FRAGMENT DOKUMENTU ->
--------

- Mogę potwierdzić tylko, że pan Ryszard Ścigała zgłosił się do odbywania kary. Nie mogę natomiast udzielać innych informacji, ponieważ nie mam na to zgody od osadzonego - mówi ppor. Beata Bańdur, rzeczniczka tarnowskiego zakładu karnego.
Ryszard Ścigała usłyszał prawomocny wyrok 13 listopada 2017 roku. Sąd Okręgowy w Tarnowie uznał go winnym przyjęcia w 2010 roku łapówki w wysokości 70 tys. zł od szefów krakowskiego oddziału firmy Strabag. Proces trwał ponad trzy lata. Były prezydent Tarnowa do końca nie przyznawał się do winy. Ostatnio bezskutecznie starał się o odroczenie o rok wykonania kary prawomocnego wyroku więzienia, uzasadniał to trudną sytuacją rodzinną.

--------

Dane adnotacji punktowych ->
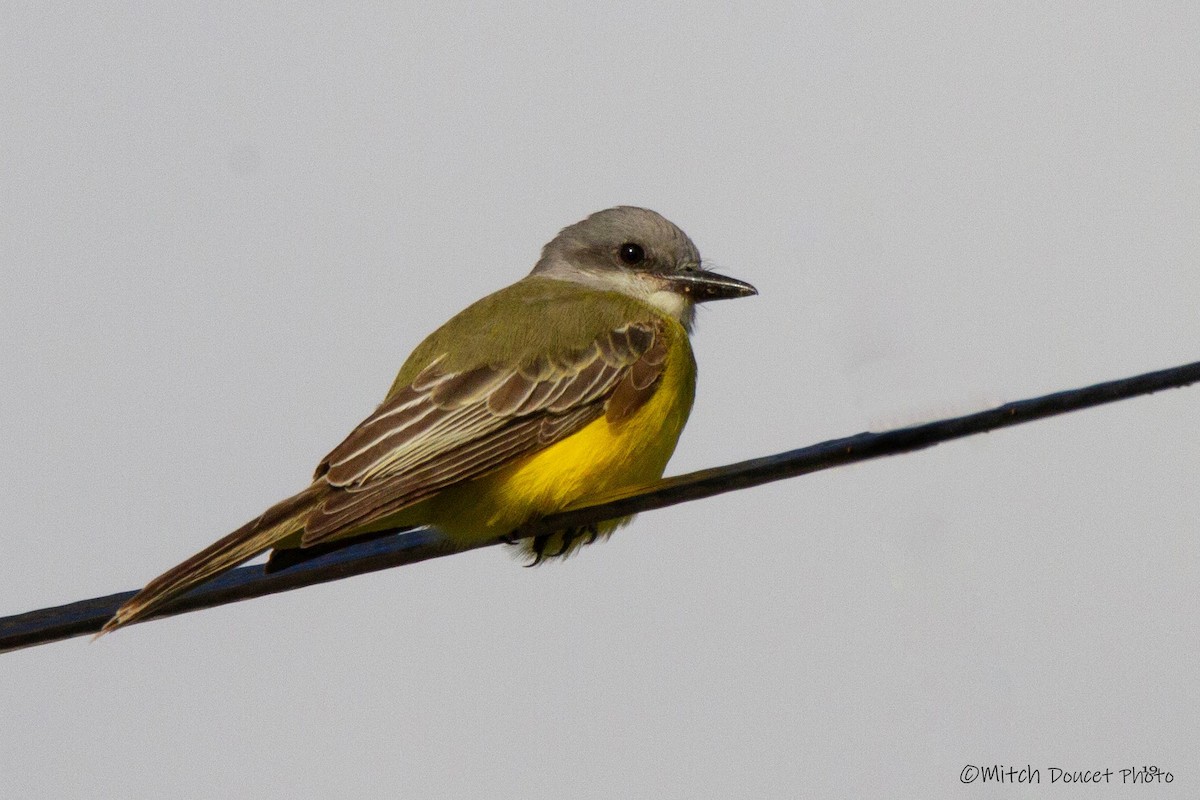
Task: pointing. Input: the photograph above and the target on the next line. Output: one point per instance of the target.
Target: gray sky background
(222, 230)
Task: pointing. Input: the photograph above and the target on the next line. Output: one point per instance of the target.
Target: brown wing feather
(445, 428)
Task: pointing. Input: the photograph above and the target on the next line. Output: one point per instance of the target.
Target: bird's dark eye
(631, 253)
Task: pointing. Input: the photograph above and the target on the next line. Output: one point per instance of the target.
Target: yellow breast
(599, 458)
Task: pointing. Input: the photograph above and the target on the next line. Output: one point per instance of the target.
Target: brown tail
(276, 523)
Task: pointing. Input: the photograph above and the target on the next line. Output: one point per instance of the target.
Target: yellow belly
(588, 464)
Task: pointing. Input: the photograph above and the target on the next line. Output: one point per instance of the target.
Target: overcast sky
(222, 229)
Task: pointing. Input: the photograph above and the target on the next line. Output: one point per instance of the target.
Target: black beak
(703, 286)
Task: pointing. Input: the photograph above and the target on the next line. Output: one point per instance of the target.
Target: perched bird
(568, 385)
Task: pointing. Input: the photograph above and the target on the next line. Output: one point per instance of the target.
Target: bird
(564, 386)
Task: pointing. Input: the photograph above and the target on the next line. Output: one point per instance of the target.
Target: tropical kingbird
(565, 386)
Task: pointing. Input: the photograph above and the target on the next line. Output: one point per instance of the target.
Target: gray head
(640, 253)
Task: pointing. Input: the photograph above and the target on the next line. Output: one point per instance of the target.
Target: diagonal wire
(411, 546)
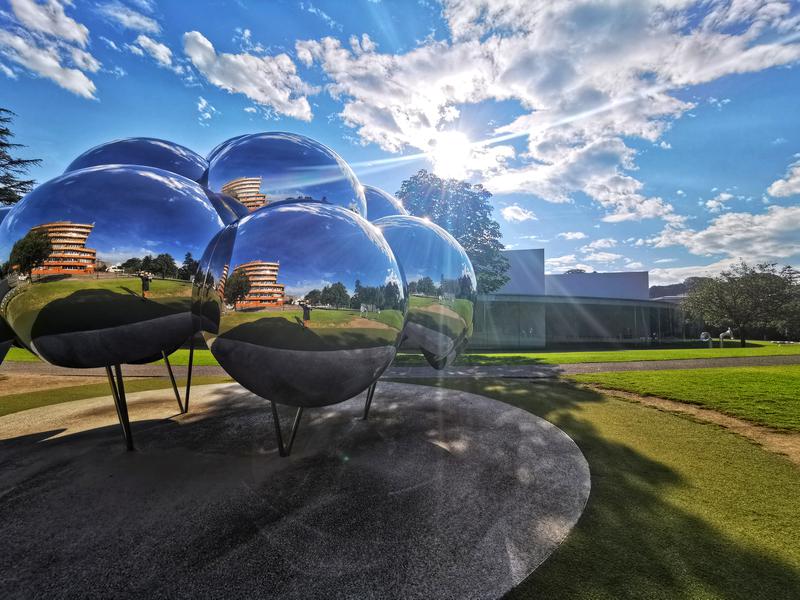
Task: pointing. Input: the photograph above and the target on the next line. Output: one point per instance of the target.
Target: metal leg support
(189, 375)
(118, 392)
(174, 385)
(285, 449)
(370, 394)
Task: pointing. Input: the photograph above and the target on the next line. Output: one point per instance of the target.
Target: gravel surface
(440, 494)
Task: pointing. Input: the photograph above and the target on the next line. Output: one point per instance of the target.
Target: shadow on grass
(631, 542)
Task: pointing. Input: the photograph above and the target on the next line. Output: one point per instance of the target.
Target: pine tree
(12, 186)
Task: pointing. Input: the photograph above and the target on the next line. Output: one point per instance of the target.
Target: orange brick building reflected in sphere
(70, 254)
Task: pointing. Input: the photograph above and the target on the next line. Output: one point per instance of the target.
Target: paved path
(440, 494)
(511, 371)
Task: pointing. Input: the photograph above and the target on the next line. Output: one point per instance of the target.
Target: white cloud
(765, 236)
(789, 185)
(129, 18)
(599, 244)
(717, 203)
(602, 257)
(268, 80)
(517, 214)
(665, 276)
(572, 235)
(7, 71)
(205, 110)
(49, 18)
(45, 60)
(589, 76)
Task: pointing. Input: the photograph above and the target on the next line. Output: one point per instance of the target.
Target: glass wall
(526, 322)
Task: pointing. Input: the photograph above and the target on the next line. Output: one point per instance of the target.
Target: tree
(237, 287)
(12, 170)
(164, 265)
(31, 251)
(314, 297)
(465, 211)
(335, 295)
(188, 268)
(742, 297)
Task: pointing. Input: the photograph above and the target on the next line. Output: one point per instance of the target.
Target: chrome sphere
(144, 152)
(65, 245)
(268, 168)
(6, 333)
(441, 287)
(381, 204)
(301, 303)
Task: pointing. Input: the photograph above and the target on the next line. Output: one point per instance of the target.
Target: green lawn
(17, 402)
(594, 356)
(678, 509)
(764, 395)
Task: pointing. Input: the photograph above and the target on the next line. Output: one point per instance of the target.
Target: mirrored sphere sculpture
(381, 204)
(302, 303)
(94, 255)
(263, 169)
(6, 333)
(144, 152)
(441, 287)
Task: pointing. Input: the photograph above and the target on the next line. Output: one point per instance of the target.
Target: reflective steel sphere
(6, 333)
(441, 287)
(144, 152)
(301, 303)
(381, 204)
(94, 264)
(268, 168)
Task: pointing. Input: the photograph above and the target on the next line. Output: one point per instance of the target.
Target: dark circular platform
(441, 494)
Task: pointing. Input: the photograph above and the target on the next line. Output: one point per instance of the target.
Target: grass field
(678, 509)
(765, 395)
(17, 402)
(203, 357)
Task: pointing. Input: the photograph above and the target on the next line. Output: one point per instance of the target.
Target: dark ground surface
(441, 494)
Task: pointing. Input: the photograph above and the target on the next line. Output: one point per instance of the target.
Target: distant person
(306, 314)
(145, 284)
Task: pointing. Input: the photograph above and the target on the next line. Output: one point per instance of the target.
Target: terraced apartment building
(264, 287)
(70, 254)
(246, 190)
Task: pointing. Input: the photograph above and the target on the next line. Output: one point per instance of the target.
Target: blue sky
(634, 134)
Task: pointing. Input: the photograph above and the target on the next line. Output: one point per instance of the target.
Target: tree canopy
(744, 297)
(464, 210)
(13, 184)
(31, 251)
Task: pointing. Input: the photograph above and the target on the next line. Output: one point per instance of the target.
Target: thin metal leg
(370, 394)
(285, 449)
(172, 379)
(189, 375)
(118, 392)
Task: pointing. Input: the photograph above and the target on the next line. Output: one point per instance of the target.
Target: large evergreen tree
(13, 185)
(465, 211)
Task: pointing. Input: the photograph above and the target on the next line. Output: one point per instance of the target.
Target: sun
(450, 153)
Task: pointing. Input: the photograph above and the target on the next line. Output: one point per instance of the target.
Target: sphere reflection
(302, 303)
(268, 168)
(144, 152)
(94, 264)
(441, 287)
(381, 204)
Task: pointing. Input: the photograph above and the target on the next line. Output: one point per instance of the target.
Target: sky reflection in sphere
(441, 285)
(269, 168)
(144, 152)
(266, 344)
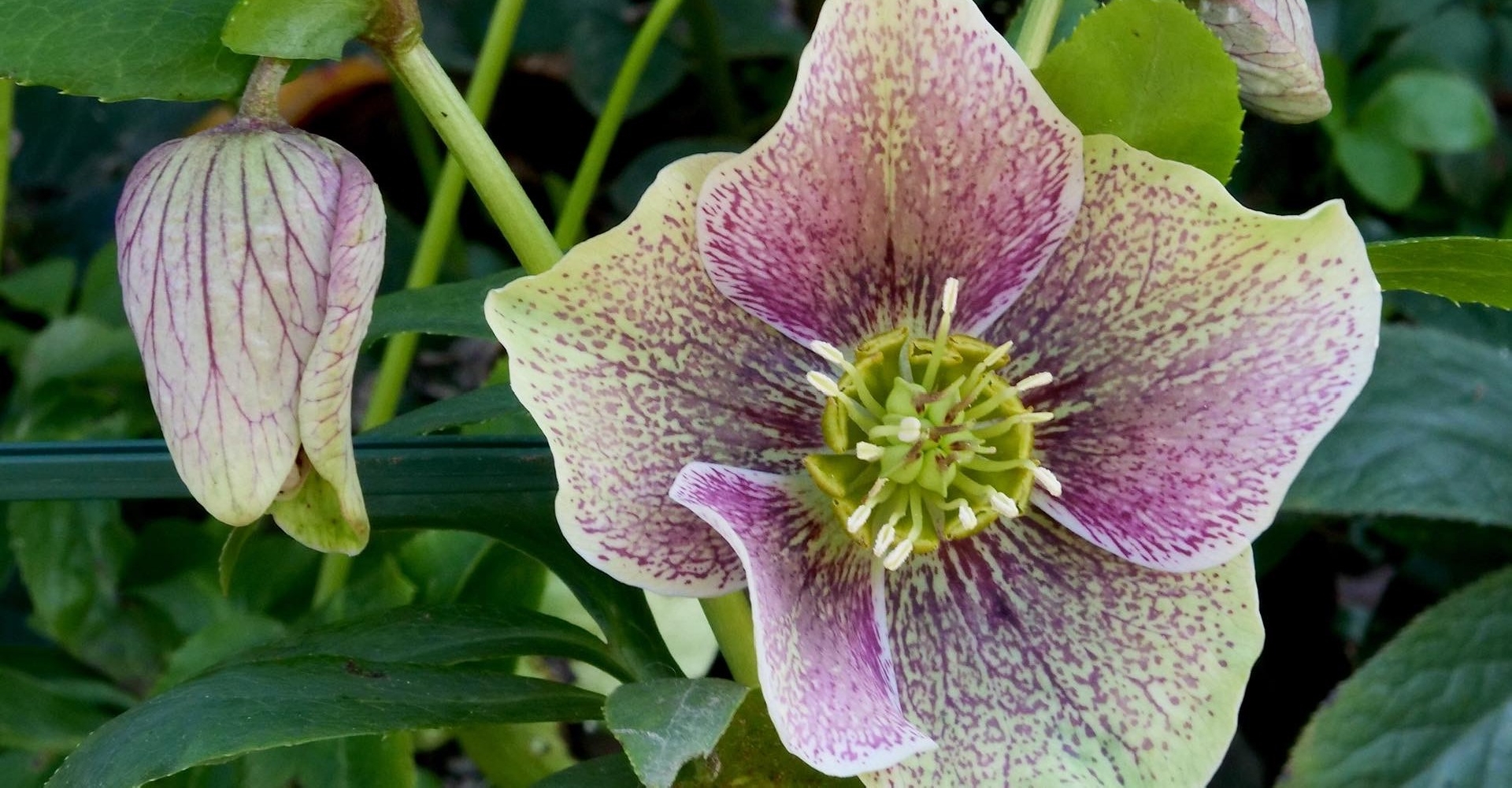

--------

ZADANIA DO WYKONANIA ->
1. Jaką kwotę łapówki przyjął Ryszard Ścigała według fragmentu dokumentu?
2. Wypisz z rekordów wszystkie wiersze zawierające słowo „sphere”. Uwzględnij wielkość liter.

WYNIKI ĆWICZENIA ->
1. 70 tys. zł.

2.
Target: orange brick building reflected in sphere
Target: chrome sphere
Target: mirrored sphere sculpture
Target: reflective steel sphere
Target: sphere reflection
Target: sky reflection in sphere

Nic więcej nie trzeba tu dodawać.